- Stored items from a collection -
* * * *
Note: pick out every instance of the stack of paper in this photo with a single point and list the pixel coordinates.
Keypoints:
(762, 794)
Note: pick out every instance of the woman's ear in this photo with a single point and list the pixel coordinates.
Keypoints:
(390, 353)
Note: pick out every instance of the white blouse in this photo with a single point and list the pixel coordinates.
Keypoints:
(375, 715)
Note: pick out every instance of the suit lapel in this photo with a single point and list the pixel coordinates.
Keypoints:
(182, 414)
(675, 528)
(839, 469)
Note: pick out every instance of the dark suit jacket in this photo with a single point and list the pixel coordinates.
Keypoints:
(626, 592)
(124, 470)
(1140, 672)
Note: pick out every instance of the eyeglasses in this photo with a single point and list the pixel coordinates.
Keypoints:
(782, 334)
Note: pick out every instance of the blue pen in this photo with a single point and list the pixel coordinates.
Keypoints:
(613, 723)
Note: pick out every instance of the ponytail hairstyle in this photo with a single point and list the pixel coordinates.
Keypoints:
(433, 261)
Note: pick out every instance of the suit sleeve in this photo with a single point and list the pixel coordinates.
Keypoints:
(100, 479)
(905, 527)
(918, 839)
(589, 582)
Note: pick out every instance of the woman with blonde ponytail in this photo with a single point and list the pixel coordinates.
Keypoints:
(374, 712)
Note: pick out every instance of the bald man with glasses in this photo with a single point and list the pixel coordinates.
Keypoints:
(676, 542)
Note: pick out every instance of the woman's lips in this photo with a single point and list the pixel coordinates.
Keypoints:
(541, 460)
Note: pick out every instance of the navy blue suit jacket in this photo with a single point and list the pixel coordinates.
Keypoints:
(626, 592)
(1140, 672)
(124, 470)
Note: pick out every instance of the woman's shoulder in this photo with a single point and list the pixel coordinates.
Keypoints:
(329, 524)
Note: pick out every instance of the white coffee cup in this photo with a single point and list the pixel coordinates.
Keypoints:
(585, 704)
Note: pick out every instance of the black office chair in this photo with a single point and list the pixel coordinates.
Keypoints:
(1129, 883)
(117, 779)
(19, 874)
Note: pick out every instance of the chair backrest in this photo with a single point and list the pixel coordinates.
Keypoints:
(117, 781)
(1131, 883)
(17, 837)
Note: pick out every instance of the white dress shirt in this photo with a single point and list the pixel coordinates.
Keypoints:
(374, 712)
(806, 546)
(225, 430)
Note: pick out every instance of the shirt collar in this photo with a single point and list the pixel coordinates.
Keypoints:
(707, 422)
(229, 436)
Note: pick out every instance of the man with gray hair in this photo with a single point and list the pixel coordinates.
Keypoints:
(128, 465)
* * * *
- Task objective -
Repeat every line of the data word for word until you have repeated the line that contains "Note: pick out every instance of the blue", which is the last one to include.

- Written solution -
Note: pick out every instance of the stack of paper in this photo with a single point and list the pixel coordinates.
Keypoints:
(762, 794)
Note: pick out every instance of the woman's ear in this photo with a single point and list the pixel coordinates.
Keypoints:
(390, 353)
Note: pick out every instance of the white blouse in this photo with a single point and list the pixel coordinates.
Keypoints:
(375, 715)
Note: pick out every instance of the suit lapel in this photo with a single point and list the pixel coordinates.
Keypoints:
(182, 414)
(675, 528)
(839, 469)
Note: pick out every instance of the dark suit jacket in this photo with a single point and list the pixel coordinates.
Keypoints:
(626, 592)
(124, 470)
(1140, 672)
Note: pick out every instance of the eyeglasses in this photo with a single point and list the pixel coordinates.
Keypoints:
(782, 334)
Note: pick out every instance of the blue pen in this photo with a single point and list the pixel coordinates.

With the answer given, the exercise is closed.